START Document excerpt

Fortune Barishal () is a franchise cricket team plays in the Bangladesh Premier League (BPL), representing the country's Barishal Division. Following the 2015 competition, the team were one of the BPL's six existing members and participated in the league's 2016 edition.

The team was originally established in 2012 for the inaugural BPL season as the Barisal Burners (, often abbreviated as BB). The Burners were the BPL runners-up in 2012. The Burners were one of the teams dissolved in 2013 after the BPL's second edition.

The franchise was sold to the Axiom Technologies and rebranded as the Bulls for the 2015 edition. Axiom Technologies' chairman was banned for life from cricket and thus Awwal Bhulu was sworn in. The Bulls were coached by Graham Ford and captained by Mahmudullah Riyad in 2015/16 Bangladesh Premier League. Sri Lanka born Australian Dav Whatmore and Bangladesh's current test captain Mushfiqur Rahim   were the head coach and captain for Season 4 (2016/17 Bangladesh Premier League) respectively.

The team were excluded from BPL 5 due to financial difficulties. The team returned in 2021–22 Bangladesh Premier League under new ownership.

History
In 2012, the Bangladesh Cricket Board (BCB) created the Bangladesh Premier League cricket tournament to be played under Twenty20 rules. For the inaugural tournament held in February of the same year, a list of six teams to participate in the tournament was finalised. The teams representing the divisions of Bangladesh, including Barisal, were put up for auction at the Radisson Hotel in Dhaka on 10 January 2012. Barisal Burners were bought by ALIF SSL Sports Holdings Ltd (a concern of the ALIF Group) for a price of US$1.01 million, which was the lowest price paid at the auction.

Seasons

2012 season

The biggest buy by the Burners was for West Indies opener Chris Gayle, who was bought for a grand total of $551,000, the second biggest buy of the inaugural BPL, however he was only available for five games. In his short stay he was able to score two centuries and had the highest average of 97.00. The Burners continued with Pakistani opener Ahmed Shehzad and the experienced Australian Brad Hodge opening the batting. Other players in the team included Shahriar Nafees, who was the "icon player", and Mominul Haque, Al Amin, Suhrawadi Shuvo, English wicketkeeper Phil Mustard and Pakistan's Yasir Arafat. The team also included Australian fast bowler Shane Harwood until he was injured. The Burners had a stable batting line-up which was crucial in enabling them to qualify for the semi-finals, especially in a close run chase against Chittagong Kings in the penultimate league match. The Burners defeated the table toppers Duronto Rajshahi in the semi-final but lost the final against Dhaka Gladiators by 8 wickets.

END Document excerpt

▶ [Exercise instructions]:
1 – Give the part of the Fortune Barishal text between "The franchise was" and "Premier League) respectively.", inclusive, again, swapping "Bulls" for "Tigers".
2 – According to the Fortune Barishal text, what price did ALIF SSL Sports Holdings Ltd pay for the Barisal Burners?
The rows that follow are separate material from the Fortune Barishal text.

START Given records

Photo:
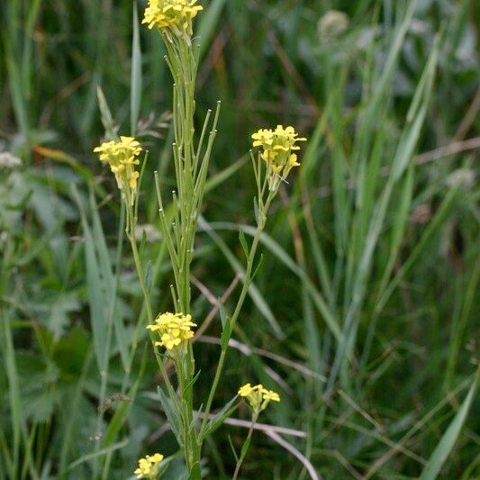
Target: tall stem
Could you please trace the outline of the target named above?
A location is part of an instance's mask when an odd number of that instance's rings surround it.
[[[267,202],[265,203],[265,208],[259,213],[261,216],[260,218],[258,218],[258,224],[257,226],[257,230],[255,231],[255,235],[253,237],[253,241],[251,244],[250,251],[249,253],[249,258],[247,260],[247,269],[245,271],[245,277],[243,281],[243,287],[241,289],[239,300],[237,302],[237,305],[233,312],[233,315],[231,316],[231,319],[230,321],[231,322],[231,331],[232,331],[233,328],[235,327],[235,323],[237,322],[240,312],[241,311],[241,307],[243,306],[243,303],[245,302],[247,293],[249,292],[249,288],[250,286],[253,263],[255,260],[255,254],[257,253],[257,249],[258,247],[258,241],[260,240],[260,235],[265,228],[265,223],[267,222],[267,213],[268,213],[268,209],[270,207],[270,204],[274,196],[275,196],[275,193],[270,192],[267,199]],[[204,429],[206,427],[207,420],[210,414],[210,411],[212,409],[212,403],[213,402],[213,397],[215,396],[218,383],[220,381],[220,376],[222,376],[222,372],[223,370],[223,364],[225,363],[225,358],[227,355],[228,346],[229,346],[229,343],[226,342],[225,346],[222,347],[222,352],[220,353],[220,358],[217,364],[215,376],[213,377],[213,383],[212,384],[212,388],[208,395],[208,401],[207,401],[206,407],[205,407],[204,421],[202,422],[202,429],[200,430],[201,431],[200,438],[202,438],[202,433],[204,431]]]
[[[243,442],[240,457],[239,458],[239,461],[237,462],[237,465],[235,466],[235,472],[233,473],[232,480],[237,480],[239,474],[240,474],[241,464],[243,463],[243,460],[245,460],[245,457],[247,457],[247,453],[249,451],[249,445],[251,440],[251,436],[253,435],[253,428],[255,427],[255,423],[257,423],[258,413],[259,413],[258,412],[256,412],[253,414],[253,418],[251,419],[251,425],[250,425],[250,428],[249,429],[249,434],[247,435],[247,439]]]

END Given records
START Given records

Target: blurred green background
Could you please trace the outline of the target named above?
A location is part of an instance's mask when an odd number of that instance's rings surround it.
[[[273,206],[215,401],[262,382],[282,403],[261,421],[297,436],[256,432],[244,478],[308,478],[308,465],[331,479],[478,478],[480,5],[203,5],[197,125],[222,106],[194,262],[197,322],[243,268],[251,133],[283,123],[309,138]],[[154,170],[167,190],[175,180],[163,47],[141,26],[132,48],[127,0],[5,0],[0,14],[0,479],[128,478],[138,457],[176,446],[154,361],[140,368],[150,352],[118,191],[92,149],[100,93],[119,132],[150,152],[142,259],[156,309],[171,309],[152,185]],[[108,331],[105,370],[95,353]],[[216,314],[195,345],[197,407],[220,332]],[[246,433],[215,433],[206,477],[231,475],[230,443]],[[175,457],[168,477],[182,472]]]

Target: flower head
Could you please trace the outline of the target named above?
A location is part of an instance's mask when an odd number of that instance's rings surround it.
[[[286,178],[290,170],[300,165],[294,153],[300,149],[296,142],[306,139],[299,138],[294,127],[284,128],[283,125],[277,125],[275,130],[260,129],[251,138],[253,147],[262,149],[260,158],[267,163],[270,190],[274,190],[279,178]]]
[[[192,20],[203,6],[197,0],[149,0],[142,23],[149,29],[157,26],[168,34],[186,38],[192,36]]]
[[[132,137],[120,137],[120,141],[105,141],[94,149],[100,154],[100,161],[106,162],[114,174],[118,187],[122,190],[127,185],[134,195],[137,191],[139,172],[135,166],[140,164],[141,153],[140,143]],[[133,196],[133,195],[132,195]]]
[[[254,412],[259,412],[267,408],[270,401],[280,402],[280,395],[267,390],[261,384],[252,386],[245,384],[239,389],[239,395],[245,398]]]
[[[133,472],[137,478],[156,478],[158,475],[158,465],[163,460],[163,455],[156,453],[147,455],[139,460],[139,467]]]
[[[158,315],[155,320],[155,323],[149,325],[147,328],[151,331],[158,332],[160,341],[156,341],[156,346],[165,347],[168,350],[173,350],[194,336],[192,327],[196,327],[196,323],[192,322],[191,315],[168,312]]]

END Given records

▶ [Answers to each task]:
1 –
The franchise was sold to the Axiom Technologies and rebranded as the Tigers for the 2015 edition. Axiom Technologies' chairman was banned for life from cricket and thus Awwal Bhulu was sworn in. The Tigers were coached by Graham Ford and captained by Mahmudullah Riyad in 2015/16 Bangladesh Premier League. Sri Lanka born Australian Dav Whatmore and Bangladesh's current test captain Mushfiqur Rahim   were the head coach and captain for Season 4 (2016/17 Bangladesh Premier League) respectively.

2 – US$1.01 million, which was the lowest price paid at the auction.